▸ **Lesetext**
┄┄┄┄┄┄┄┄┄┄┄┄┄┄┄┄┄┄┄┄
Der deutsche Wortschatz von 1600 bis heute.

Deutsches Wörterbuch von Jacob Grimm und Wilhelm Grimm (¹DWB)

ausstoszen

ausstoszen,
extrudere, expellere, nnl. uitstooten,
1)
bei den fechtern, den ersten stosz thun: der gegner hat noch nicht ausgestoszen; er darf nur einmal ausstoszen.
2)
dem fasz, kessel den zapfen, den boden ausstoszen:
wol, nun kann der gusz beginnen,
schön gezacket ist der bruch,
doch bevor wirs lassen rinnen,
betet einen frommen spruch!
stoszt den zapfen aus!
gott bewahr das haus!
Schiller 78ᵃ;
der letzte und ergste zorn des teufels wider Christum, damit er dem fasz den boden ausstöszet. Luther 4, 473ᵇ; darnach durch der bawern aufrur, dadurch gedacht der satan gewislich dem evangelio den boden auszustoszen. Alberus wider Jörg Witzel. A 8ᵃ; wan ir wolt, so kundt ir wol dem Luther ein groszen abbruch thun, ja dem fasz den boden gar ausstoszen. K 7ᵇ; bis das der Mahometh kame, der stiesz dem fasz den boden gar aus. A 5ᵇ. vgl. ausschlagen.
3)
einem das auge, den zahn ausstoszen: er stiesz sich unvorsichtigerweise an einem vorragenden ast das rechte auge aus; die balgerei endigte nicht ohne ausgestoszne zähne;
drumb gib den gfangnen bruder (ructum) los,
dasz er dir nicht die zen ausstosz.
Scheit grobianus B 2;
sie haben meinen fusz ausgestoszen und haben uber mich einen weg gemacht, mich zu verderben. Hiob 30, 12.
4)
┄┄┄┄┄┄┄┄┄┄┄┄┄┄┄┄┄┄┄┄
Einträge zur Beschriftung von Begrenzungsrahmen
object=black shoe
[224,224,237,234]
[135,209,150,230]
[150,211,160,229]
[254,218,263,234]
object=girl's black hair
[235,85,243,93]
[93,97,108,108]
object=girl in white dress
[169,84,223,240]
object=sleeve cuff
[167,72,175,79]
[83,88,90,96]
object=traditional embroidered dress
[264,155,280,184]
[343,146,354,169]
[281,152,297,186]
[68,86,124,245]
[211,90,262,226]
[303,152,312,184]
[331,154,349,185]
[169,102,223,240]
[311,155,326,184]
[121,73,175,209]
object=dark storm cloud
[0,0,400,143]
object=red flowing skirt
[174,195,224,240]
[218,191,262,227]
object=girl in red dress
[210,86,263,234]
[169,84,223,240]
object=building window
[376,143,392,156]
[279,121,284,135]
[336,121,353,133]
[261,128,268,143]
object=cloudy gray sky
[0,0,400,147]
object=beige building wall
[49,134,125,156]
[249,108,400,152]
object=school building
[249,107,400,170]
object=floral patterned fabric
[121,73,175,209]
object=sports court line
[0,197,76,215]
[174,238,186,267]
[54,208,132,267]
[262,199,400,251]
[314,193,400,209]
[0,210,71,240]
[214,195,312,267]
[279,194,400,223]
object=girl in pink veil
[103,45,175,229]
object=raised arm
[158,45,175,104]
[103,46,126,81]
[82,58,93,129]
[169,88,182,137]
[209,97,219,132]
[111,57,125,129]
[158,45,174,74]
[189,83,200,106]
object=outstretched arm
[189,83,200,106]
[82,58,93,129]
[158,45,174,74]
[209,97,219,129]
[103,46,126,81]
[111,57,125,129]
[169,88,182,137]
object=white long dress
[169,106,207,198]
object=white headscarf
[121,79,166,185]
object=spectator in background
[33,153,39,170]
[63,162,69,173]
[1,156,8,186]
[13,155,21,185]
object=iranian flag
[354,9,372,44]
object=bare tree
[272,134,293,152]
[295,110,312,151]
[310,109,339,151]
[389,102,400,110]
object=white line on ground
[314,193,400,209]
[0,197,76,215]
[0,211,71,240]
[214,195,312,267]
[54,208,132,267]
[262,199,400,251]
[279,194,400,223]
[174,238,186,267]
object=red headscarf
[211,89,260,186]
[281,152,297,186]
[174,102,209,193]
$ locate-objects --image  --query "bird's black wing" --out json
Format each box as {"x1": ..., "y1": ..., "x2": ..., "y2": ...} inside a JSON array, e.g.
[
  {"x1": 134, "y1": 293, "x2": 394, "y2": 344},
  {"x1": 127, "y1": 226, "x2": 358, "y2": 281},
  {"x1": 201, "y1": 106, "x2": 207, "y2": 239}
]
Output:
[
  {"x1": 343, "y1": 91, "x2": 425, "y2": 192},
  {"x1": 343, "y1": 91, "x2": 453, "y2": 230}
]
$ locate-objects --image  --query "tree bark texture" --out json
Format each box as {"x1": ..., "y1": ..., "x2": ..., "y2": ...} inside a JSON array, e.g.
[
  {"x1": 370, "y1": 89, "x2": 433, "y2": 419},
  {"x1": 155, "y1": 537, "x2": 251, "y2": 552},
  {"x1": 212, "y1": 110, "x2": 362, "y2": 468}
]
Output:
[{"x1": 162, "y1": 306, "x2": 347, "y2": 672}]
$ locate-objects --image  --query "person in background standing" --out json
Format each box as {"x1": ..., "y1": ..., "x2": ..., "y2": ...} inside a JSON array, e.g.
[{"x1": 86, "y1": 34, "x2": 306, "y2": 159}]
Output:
┄┄┄┄┄┄┄┄┄┄┄┄┄┄┄┄┄┄┄┄
▸ **Aufgabenstellung**
**a)** Übertragen Sie aus dem Wörterbuchartikel zu „ausstoszen“ den Satz „sie haben meinen fusz ausgestoszen und haben uber mich einen weg gemacht, mich zu verderben.“ ins Englische.
**b)** Führen Sie den Wörterbuchartikel zu „ausstoszen“ nach der letzten Ziffer weiter.

▸ **Schriftliche Lösungen**
**a)** They have thrust away my foot and have made a way over me to destroy me.

**b)**
einen ausstoszen, aus der stube, dem haus, dem land jagen, von sich fortjagen: stosz den hund aus! Garg. 87ᵇ; ich wil sie nicht auf ein jar ausstoszen fur dir. 2 Mos. 23, 29; das du sie solt ausstoszen fur dir her. 23, 31; und wil fur dir her senden einen engel und ausstoszen die Cananiter, Amoriter. 33, 2; wenn ich die heiden fur dir ausstoszen und deine grenze weitern werde. 34, 24; in disem allen haben sich verunreiniget die heiden, die ich fur euch her wil ausstoszen. 3 Mos. 18, 24; wird sie aber eine widwen oder ausgestoszen. 22, 13; und der herr ewr gott wird sie ausstoszen fur euch. Jos. 23, 5; da aber das weib Gilead im kinder gebar, stieszen sie Jephthah aus. richt. 11, 2; das ubel ist gröszer, denn das ander, das du an mir gethan hast, das du mich ausstöszest. 2 Sam. 13, 16; stosze sie aus umb irer groszen ubertrettung willen. ps. 5, 11; auf das ich euch ausstosze und ir umbkomet. Jer. 27, 10; aber die kinder des reichs werden ausgestoszen in das finsternis hinaus (goth. usvairpanda in riqis). Matth. 8, 12; es kam fur Jesum, das sie in ausgestoszen hatten (þatei usvaurpun imma). Joh. 9, 35; nu wird der fürst diser welt ausgestoszen werden (usvairpada ut). Joh. 12, 31; welche gott ausstiesz vor dem angesichte unserer väter. apost. gesch. 7, 45; und sollten uns nu heimlich ausstoszen? 16, 37; ins elend ausgestoszne gattin! Gotter 2, 488; ich bin ein gegenstand der zwietracht. es ist billig, dasz mich die gesellschaft ausstosze. 3, 99; der das weib von sich ausstöszt, die sich ihm ganz geopfert hat. 2, 220. Vormals bedeutete ausstoszen (wie ausschieszen) aber auch in gutem sinn aus der menge sondern und erwählen: Jacobum hett er uszgestoszen. Keisersb. post. 2, 28; das besunder volk gottes, das gott uszgestoszen und erwelt hat vor allem volk. 3, 102.
5)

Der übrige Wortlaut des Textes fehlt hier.